**Objective:**
Gather every line of the records below that contains the string "tile", and copy each such line in full. Matching is case-sensitive.

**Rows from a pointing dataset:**
= = = =
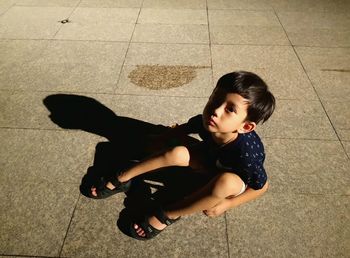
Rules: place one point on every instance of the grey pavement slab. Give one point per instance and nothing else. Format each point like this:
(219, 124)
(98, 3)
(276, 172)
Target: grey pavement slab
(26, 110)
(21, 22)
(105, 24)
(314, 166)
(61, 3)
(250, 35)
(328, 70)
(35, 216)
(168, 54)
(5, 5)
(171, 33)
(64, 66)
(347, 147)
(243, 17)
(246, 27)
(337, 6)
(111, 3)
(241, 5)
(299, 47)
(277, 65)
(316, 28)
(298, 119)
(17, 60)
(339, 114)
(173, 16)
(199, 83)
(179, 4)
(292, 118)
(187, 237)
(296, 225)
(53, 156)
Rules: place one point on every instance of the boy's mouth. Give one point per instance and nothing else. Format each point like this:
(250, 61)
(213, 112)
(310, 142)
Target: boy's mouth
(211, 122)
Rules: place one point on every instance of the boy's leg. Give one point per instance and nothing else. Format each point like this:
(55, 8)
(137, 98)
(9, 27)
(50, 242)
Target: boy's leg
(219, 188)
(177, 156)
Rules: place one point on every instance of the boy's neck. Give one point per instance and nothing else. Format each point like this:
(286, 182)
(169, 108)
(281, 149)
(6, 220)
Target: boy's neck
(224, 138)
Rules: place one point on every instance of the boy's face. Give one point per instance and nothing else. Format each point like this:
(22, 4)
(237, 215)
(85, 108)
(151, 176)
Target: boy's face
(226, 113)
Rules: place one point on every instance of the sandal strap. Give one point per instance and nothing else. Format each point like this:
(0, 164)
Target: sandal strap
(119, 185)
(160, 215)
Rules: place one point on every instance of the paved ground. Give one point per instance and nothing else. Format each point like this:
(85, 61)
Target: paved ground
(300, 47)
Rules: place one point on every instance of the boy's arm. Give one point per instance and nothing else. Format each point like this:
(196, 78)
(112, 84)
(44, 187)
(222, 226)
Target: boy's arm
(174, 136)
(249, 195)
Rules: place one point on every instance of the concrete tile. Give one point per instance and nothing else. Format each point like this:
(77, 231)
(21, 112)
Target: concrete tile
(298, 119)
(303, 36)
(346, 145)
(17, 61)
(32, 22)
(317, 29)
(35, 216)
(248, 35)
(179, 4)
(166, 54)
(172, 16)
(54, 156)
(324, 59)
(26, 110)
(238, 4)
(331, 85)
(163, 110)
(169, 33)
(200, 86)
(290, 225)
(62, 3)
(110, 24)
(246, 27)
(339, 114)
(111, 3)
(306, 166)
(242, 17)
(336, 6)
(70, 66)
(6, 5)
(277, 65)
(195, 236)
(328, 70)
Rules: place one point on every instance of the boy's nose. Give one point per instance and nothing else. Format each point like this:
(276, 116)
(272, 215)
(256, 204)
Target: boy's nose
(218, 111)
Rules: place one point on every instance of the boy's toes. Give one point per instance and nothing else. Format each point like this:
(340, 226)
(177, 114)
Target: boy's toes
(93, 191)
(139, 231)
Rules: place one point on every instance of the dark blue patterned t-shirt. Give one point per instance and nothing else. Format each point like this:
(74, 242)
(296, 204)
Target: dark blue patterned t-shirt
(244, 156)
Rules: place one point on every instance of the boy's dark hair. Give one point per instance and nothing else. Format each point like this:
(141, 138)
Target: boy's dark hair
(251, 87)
= = = =
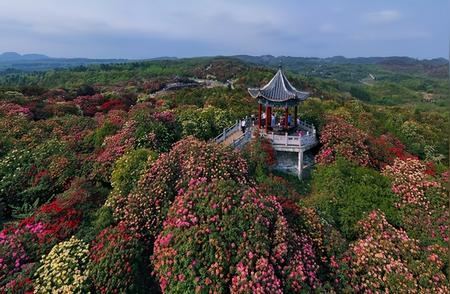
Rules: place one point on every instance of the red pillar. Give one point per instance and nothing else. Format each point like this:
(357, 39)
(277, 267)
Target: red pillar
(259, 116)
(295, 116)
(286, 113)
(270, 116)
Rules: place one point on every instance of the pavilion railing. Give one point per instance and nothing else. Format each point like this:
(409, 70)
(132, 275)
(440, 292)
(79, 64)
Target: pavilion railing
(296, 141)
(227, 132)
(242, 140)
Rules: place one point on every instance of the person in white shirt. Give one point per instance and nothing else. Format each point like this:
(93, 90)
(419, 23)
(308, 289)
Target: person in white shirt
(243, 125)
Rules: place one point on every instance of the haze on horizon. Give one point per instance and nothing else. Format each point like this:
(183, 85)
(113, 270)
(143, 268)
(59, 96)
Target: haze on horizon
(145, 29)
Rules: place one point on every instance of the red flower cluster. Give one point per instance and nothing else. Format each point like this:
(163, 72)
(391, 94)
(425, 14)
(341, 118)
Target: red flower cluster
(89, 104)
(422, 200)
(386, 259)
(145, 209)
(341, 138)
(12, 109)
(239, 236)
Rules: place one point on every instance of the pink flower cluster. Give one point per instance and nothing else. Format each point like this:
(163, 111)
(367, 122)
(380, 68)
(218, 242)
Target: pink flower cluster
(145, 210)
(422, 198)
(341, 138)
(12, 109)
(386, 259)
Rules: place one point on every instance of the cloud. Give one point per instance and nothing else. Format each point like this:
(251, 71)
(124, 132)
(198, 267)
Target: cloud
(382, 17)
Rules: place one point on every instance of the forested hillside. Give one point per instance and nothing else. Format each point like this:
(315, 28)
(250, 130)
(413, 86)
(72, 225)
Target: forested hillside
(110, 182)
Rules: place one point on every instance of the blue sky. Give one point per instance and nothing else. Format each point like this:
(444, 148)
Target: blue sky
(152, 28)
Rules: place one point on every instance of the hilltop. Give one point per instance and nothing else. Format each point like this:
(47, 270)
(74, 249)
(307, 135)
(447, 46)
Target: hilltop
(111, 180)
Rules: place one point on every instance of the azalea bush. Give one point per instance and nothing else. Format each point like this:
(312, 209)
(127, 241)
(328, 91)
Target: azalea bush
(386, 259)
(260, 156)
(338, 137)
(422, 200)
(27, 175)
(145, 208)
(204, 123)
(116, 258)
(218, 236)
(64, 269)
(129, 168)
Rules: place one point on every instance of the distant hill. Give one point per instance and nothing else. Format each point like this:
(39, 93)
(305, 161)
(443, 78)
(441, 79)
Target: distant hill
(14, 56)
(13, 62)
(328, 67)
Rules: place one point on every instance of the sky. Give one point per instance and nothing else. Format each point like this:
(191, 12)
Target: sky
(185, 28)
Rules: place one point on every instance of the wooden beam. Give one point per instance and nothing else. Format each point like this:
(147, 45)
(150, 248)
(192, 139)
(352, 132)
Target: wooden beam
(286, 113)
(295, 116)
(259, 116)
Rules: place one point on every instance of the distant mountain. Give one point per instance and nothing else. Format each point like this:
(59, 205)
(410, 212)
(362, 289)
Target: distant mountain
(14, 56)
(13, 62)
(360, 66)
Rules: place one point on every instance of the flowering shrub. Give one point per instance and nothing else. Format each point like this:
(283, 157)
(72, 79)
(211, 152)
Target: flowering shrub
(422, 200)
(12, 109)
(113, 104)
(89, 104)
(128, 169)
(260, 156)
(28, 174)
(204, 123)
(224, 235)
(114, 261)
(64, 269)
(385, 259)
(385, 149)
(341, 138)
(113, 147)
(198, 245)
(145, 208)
= = = =
**Correct output:**
Rules: place one point on every instance of the concrete tile. Give one point per instance and nothing else. Format each point like this:
Target: concrete tile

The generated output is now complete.